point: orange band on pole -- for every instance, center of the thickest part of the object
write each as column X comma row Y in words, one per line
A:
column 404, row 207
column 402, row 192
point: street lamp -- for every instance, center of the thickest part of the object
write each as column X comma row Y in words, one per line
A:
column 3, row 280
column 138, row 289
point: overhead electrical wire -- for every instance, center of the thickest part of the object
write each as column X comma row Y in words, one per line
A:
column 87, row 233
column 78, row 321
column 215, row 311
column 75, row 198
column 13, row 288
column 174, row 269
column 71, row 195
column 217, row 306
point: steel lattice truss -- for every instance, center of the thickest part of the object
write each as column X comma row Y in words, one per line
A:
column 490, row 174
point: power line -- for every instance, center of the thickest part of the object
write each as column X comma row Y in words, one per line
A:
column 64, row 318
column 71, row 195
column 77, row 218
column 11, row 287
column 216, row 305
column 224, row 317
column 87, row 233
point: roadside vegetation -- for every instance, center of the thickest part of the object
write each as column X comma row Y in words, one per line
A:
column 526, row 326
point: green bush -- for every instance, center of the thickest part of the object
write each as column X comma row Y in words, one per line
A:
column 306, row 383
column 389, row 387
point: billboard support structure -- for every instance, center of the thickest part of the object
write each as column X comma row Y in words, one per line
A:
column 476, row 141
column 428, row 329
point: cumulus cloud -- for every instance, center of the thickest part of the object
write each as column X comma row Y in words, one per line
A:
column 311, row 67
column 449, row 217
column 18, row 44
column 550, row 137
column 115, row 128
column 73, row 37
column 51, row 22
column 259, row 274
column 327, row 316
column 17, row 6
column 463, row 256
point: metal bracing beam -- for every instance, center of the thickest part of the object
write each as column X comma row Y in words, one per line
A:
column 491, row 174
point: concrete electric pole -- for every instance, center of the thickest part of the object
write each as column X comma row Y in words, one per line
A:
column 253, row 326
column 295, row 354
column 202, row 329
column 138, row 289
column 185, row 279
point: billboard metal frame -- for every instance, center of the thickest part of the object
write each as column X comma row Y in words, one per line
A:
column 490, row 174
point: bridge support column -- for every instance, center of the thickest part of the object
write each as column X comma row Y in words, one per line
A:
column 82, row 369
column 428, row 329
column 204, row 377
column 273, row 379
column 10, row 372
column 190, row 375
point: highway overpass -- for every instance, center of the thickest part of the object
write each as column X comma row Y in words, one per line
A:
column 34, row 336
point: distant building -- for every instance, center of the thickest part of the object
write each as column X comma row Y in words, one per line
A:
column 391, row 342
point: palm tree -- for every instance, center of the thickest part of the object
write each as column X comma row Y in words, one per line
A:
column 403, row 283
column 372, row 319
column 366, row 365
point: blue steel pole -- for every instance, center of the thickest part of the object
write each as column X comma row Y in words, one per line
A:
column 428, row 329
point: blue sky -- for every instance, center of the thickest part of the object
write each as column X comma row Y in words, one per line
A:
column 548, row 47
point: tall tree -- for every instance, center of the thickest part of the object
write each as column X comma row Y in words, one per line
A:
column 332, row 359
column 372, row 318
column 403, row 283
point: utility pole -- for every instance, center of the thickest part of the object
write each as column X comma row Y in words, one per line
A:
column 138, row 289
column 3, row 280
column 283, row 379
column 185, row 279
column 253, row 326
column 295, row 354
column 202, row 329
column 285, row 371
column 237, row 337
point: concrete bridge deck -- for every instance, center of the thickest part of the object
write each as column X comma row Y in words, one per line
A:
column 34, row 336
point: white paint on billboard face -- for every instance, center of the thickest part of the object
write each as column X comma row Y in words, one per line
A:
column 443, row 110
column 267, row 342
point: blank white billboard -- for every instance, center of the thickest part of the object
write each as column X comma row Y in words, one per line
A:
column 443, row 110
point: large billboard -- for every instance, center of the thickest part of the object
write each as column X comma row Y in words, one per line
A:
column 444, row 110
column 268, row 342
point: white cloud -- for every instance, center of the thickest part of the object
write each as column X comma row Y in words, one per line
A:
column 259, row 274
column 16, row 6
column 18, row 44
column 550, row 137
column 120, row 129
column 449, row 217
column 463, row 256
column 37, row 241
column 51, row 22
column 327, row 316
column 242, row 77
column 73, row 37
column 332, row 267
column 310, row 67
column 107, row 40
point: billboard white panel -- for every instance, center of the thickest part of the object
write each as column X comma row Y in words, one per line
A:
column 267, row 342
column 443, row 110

* * *

> Your assignment:
Type out the entire listing again, matching every line exactly.

> Task result:
point: orange band on pole -- for every instance, center of the thickest part of the object
write each as column X comma row Y in words, one per line
A:
column 404, row 207
column 402, row 192
point: street lamp -- for every instance, center of the thickest part of the object
write each as column X comma row Y in words, one per line
A:
column 3, row 280
column 138, row 289
point: overhead electrical wire -- for every instance, center of the thickest part of the object
write each as column X comma row Y in words, one per line
A:
column 87, row 233
column 78, row 321
column 215, row 311
column 75, row 198
column 13, row 288
column 174, row 269
column 71, row 195
column 217, row 306
point: steel lattice truss -- for every instance, center of the thickest part of the object
write each as column X comma row Y in words, one per line
A:
column 490, row 174
point: power line -- for every instance, center of the thickest part of the object
write each as column X comma row Y in words, one per line
A:
column 64, row 318
column 71, row 195
column 77, row 218
column 11, row 287
column 216, row 305
column 224, row 317
column 87, row 233
point: roadside vegetation -- for every instance, center of the thickest part of the object
write each as column X comma row Y in words, one per line
A:
column 526, row 326
point: green bush -- for every instance, center of the thickest part of the object
write each as column X comma row Y in words, one per line
A:
column 306, row 383
column 389, row 387
point: billboard support structure -- for every instance, center of the thickest part of the object
write each as column X comma row Y in words, one per line
A:
column 476, row 141
column 428, row 329
point: cumulus cloud -- for every instance, center of the thickest part of the object
write each as column X comma row Y in words, one per line
A:
column 311, row 67
column 449, row 217
column 18, row 44
column 550, row 137
column 115, row 128
column 73, row 37
column 51, row 22
column 259, row 274
column 327, row 316
column 17, row 6
column 463, row 256
point: metal bracing beam -- for every instance, center of the thickest part of the object
write each as column X comma row Y in words, one per line
A:
column 491, row 174
point: concrete electric pole -- for every instance, center of the thickest part of the object
write each as column X comma row Y in words, one per line
A:
column 253, row 326
column 295, row 354
column 202, row 329
column 138, row 289
column 185, row 279
point: billboard metal frame -- for every instance, center of the thickest part of the object
write each as column X comma row Y in words, one per line
A:
column 490, row 174
point: bridge support column -- for every instance, center of the thickest part of the object
write each as column X comma row Y in words, one per line
A:
column 82, row 369
column 428, row 329
column 204, row 377
column 273, row 379
column 10, row 372
column 190, row 375
point: highway overpass -- for every instance, center of the thickest part of the object
write each as column X comma row Y in words, one per line
A:
column 34, row 336
point: distant building -- for every instance, center of the thickest part of the object
write each as column X comma row Y in words, one per line
A:
column 391, row 342
point: palm tree -- for every instance, center of the thickest part of the object
write each as column X comma row Y in words, one per line
A:
column 403, row 283
column 372, row 319
column 366, row 365
point: blue steel pole -- for every instance, center of the thickest part of the object
write each as column X comma row Y in words, one per line
A:
column 428, row 329
point: blue sky -- for every instance, center of the thickest part of the object
write each as column X comma row Y in words, one per line
A:
column 548, row 47
point: tall tree -- for every instance, center of the thickest part of the object
write each as column X comma row Y in words, one per line
A:
column 332, row 359
column 372, row 318
column 403, row 283
point: utility pole -- for every instance, center of the thickest part of the object
write each as column X comma row Y in words, one per line
A:
column 138, row 289
column 3, row 280
column 283, row 379
column 185, row 279
column 253, row 326
column 295, row 354
column 202, row 329
column 285, row 371
column 237, row 337
point: concrete bridge deck -- for every instance, center of the thickest part of the object
write each as column X comma row Y in words, one per line
A:
column 34, row 336
point: white paint on billboard face -- for every instance, center of the thickest part of the object
write each as column X comma row Y in words, one per line
A:
column 443, row 110
column 267, row 342
point: blank white billboard -- for every instance, center of the thickest part of the object
write each as column X comma row Y in words, one per line
A:
column 443, row 110
point: large billboard -- for every instance, center of the thickest part of the object
write each as column X comma row Y in words, one per line
A:
column 444, row 110
column 268, row 342
point: white cloud -- for every instance, center of the thickest part of the object
write each as column X comma row Y in words, one per line
A:
column 259, row 274
column 16, row 6
column 18, row 44
column 550, row 137
column 120, row 129
column 449, row 217
column 463, row 256
column 37, row 241
column 51, row 22
column 327, row 316
column 242, row 77
column 73, row 37
column 332, row 267
column 310, row 67
column 107, row 40
point: billboard white panel -- for every instance, center of the thickest part of the object
write each as column X comma row Y in words, one per line
A:
column 267, row 342
column 443, row 110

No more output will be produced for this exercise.